# TEXTE FOURNI
● ● ● ● ●
Un million de réfugiés syriens pourraient revenir d'ici à juin 2025

© UNHCR/Ximena Borrazas
Des milliers de personnes passent en Syrie depuis le Liban par la frontière de Masnaa.

De son côté, l'Agence de l'ONU pour les réfugiés (HCR) a indiqué mardi qu'un million de réfugiés syriens pourraient rentrer dans leur pays entre janvier et juin 2025, suite à la chute du régime de Bachar Al-Assad le 8 décembre.

Alors que la situation sécuritaire reste « très instable et fluide », le HCR a élaboré des plans, qui ont été exposés aux pays donateurs. Il s'agit de leur demander d'aider à répondre aux besoins sur le terrain, notamment les besoins des réfugiés syriens qui rentrent chez eux, mais aussi à ceux des Syriens déplacés à l'intérieur du pays qui retournent dans leur région d'origine et dans les communautés hôtes qui les accueillent.

« Nous prévoyons désormais […] de voir revenir environ un million de Syriens entre janvier et juin de l'année prochaine », a ainsi déclaré lors d'un point de presse à Genève, Rema Jamous Imseis, Directrice du HCR pour le Moyen-Orient et l'Afrique du nord.
● ● ● ● ●
# VOS TÂCHES
1. D'après le texte sur le retour des réfugiés syriens, à quelle date le régime de Bachar Al-Assad est-il tombé ?
2. Extrayez du texte sur le retour des réfugiés syriens le passage situé entre "Alors que la" et "qui les accueillent.", ces deux segments compris.
3. Rédigez la suite du texte sur le retour des réfugiés syriens à partir de l'endroit où il s'arrête.
● ● ● ● ●
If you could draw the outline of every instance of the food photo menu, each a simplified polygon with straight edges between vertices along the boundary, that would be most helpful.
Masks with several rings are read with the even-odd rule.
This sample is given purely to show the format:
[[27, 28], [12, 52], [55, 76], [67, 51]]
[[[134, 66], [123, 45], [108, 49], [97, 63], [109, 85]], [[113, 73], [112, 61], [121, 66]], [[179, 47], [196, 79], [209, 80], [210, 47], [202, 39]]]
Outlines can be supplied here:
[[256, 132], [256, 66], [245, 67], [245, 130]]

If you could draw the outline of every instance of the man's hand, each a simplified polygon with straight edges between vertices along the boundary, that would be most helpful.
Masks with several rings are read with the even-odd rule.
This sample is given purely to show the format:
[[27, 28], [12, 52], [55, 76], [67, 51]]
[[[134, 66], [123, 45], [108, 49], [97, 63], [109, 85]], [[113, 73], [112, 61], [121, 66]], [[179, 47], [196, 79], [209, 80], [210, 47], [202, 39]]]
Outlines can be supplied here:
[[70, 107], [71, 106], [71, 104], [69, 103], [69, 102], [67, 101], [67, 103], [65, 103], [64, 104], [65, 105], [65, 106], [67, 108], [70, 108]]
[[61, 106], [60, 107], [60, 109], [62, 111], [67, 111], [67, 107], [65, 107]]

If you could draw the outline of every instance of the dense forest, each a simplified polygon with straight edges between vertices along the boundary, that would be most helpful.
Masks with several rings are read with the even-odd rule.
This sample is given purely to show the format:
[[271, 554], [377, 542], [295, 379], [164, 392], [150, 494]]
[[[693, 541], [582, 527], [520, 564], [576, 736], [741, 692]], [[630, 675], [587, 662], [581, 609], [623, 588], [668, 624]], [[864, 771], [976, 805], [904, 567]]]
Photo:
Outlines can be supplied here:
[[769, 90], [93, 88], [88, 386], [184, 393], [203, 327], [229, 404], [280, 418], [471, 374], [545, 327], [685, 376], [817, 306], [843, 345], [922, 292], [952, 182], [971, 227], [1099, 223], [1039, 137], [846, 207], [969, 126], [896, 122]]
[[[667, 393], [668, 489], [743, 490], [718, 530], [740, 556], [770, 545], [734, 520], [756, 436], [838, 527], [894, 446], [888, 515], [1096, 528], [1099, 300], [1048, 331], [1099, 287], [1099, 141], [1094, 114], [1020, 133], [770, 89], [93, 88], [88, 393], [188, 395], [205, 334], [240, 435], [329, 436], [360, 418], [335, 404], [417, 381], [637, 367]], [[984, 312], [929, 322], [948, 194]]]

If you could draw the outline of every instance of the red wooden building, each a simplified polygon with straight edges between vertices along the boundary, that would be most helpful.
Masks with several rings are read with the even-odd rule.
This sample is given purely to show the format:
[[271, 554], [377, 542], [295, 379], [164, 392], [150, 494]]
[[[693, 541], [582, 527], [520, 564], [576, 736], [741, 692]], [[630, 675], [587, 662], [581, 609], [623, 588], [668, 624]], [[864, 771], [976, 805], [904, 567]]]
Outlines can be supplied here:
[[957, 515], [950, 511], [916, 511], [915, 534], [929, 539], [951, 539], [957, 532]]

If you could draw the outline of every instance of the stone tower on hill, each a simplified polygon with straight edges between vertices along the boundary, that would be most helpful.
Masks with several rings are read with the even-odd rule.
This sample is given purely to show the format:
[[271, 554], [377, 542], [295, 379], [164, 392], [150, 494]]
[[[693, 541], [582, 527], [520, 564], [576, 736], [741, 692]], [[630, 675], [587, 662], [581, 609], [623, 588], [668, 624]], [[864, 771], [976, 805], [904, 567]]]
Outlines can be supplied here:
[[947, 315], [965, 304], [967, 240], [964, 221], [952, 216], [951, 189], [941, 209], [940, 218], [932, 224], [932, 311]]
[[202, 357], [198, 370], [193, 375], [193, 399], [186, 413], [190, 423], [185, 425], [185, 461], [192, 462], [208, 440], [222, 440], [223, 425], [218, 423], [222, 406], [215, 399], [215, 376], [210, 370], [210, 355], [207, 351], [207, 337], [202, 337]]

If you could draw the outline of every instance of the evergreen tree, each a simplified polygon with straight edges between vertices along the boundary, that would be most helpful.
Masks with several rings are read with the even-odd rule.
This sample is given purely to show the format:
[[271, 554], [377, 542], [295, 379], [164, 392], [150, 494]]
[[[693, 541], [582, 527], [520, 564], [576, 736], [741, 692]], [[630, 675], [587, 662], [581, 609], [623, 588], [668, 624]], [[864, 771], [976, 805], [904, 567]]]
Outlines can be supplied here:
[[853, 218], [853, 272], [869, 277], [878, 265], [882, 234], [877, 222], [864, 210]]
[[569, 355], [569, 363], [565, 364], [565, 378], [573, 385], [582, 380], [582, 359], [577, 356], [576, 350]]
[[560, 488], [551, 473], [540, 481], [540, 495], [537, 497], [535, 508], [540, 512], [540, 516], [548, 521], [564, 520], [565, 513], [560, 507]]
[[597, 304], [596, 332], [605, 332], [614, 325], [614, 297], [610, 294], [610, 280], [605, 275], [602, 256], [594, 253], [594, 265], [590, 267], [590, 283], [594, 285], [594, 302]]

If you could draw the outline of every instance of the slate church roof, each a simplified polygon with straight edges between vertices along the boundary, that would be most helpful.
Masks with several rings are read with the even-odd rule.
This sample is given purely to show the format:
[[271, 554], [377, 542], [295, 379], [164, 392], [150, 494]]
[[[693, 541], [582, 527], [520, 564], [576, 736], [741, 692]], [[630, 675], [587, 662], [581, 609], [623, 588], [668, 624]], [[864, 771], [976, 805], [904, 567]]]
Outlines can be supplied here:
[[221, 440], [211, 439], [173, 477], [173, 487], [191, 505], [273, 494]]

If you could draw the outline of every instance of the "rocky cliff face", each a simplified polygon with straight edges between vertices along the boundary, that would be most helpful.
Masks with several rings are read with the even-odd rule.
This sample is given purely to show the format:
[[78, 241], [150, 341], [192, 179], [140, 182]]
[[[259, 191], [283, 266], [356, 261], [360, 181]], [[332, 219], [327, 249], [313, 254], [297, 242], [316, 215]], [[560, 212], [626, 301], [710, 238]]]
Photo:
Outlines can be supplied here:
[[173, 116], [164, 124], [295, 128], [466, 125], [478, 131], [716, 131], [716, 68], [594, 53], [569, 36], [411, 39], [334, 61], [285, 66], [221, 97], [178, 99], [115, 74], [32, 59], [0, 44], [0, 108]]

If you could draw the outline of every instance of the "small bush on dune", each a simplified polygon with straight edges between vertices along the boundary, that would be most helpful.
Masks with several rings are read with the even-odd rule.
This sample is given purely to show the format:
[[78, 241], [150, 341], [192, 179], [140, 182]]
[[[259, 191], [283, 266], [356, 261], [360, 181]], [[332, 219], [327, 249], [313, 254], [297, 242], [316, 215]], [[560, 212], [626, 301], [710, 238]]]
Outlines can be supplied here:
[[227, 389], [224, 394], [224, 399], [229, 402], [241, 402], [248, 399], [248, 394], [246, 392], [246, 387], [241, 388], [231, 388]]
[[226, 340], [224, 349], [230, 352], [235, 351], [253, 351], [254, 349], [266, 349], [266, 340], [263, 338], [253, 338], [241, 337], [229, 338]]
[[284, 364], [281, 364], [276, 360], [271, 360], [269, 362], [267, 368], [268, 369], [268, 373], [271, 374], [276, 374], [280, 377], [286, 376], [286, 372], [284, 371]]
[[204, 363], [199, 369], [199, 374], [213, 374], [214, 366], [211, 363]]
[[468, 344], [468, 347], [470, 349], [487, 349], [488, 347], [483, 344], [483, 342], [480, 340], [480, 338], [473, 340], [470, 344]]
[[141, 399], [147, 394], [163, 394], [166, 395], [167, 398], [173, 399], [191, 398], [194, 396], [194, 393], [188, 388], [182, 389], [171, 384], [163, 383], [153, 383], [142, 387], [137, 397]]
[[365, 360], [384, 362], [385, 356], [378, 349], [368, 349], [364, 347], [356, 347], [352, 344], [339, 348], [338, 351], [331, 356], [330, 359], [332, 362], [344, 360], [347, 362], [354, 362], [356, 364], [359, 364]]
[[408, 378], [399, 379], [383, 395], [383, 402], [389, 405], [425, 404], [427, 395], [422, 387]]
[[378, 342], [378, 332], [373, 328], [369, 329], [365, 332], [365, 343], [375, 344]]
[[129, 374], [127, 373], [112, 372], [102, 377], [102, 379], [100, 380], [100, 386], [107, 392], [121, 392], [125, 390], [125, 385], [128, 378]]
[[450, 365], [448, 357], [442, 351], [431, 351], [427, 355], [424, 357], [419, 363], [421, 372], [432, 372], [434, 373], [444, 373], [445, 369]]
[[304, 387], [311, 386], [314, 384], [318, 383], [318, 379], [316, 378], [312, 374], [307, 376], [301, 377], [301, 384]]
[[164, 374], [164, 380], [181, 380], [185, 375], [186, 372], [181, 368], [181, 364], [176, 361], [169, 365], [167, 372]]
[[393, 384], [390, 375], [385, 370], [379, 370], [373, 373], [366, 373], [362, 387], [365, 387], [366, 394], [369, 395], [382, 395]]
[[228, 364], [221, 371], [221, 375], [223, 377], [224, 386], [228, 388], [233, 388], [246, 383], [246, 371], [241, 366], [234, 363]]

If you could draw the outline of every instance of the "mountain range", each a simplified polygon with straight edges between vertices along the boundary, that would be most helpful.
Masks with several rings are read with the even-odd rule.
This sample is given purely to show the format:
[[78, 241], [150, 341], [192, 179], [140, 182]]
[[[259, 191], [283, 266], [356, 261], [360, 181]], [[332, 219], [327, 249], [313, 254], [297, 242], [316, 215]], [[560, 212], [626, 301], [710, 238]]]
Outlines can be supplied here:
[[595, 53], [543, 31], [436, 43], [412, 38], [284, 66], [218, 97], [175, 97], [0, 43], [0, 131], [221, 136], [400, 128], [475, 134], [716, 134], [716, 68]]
● ● ● ● ●
# RÉSULTATS DES TÂCHES
1. Le 8 décembre.

2.
Alors que la situation sécuritaire reste « très instable et fluide », le HCR a élaboré des plans, qui ont été exposés aux pays donateurs. Il s'agit de leur demander d'aider à répondre aux besoins sur le terrain, notamment les besoins des réfugiés syriens qui rentrent chez eux, mais aussi à ceux des Syriens déplacés à l'intérieur du pays qui retournent dans leur région d'origine et dans les communautés hôtes qui les accueillent.

3.
Depuis 2011, plus de six millions de personnes se trouvaient en dehors des frontières du pays dans le monde, en qualité de réfugiés ou de demandeurs d'asile, selon les chiffres de l'agence onusienne.

Des mouvements pendulaires aux frontières

Sur le terrain, des milliers de réfugiés syriens rentrent dans le pays et des milliers d'autres le fuient. « Jusqu'à présent, nous avons constaté des retours en provenance de la Türkiye, du Liban et, dans une moindre mesure, de la Jordanie, mais nous avons également constaté des départs. Il ne faut pas oublier que les gens se déplacent également entre les postes frontières où ils ne sont pas détectés », a ajouté Mme Jamous Imseis.

Ces mouvements irréguliers ne sont pas suivis ou contrôlés par les équipes du HCR, d'où la difficulté pour les humanitaires onusiens de dresser un tableau complet de la situation. « Tout ce que je peux dire pour l'instant, il s'agit de retours en particulier à la frontière entre la Türkiye et la Syrie ».

Alors que certains Syriens ont également tenté de franchir les frontières libanaises depuis le changement de régime à Damas, le HCR estime qu'il est « important » de maintenir la protection des Syriens qui ont déjà trouvé refuge dans les pays d'accueil et de veiller à ce qu'ils ne soient pas renvoyés de force en Syrie.

© UNHCR/Ximena Borrazas
Des gens reviennent en Syrie depuis le Liban via le poste frontière de Masnaa.

Plus de 225.000 déplacés internes sont rentrés chez eux

Par ailleurs, plus de 225.000 déplacés internes sont rentrés chez eux, selon un décompte effectué le 15 décembre par le Bureau de coordination des affaires humanitaires de l'ONU (OCHA). La majorité de ces déplacés sont retournés dans les gouvernorats de Hama et d'Alep.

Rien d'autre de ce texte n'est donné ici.